● **Task to complete**:
Report all lines from the entries below in which "Query" appears.
BEGIN Input data
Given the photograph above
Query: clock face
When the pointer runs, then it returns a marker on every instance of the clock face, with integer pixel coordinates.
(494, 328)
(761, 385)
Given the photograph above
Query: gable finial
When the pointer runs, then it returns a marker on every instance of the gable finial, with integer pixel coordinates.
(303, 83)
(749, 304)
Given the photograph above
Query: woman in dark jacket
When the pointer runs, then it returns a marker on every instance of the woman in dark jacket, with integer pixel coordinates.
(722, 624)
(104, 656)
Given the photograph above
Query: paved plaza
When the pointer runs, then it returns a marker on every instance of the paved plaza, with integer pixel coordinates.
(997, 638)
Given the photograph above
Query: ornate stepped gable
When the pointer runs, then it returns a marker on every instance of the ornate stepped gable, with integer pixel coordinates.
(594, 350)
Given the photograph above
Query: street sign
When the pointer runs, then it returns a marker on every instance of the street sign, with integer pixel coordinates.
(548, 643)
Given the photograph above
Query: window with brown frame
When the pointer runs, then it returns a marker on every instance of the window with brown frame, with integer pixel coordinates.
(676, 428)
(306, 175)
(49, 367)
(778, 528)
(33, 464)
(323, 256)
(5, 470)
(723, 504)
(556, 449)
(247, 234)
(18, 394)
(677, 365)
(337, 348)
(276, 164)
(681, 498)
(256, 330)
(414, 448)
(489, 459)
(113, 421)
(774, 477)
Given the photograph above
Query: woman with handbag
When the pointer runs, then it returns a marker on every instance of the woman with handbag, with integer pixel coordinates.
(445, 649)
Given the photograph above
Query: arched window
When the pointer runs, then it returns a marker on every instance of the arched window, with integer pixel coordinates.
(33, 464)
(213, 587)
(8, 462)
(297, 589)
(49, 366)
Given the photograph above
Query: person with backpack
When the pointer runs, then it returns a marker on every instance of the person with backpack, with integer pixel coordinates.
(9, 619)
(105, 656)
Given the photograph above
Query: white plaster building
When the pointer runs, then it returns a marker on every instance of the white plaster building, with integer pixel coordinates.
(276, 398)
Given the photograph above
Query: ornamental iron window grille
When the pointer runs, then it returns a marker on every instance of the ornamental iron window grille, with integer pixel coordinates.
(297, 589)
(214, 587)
END Input data
● **Exercise result**:
Query: clock face
Query: gable finial
Query: woman in dark jacket
Query: paved plaza
Query: ornate stepped gable
Query: street sign
Query: window with brown frame
Query: woman with handbag
Query: arched window
Query: person with backpack
Query: white plaster building
Query: ornamental iron window grille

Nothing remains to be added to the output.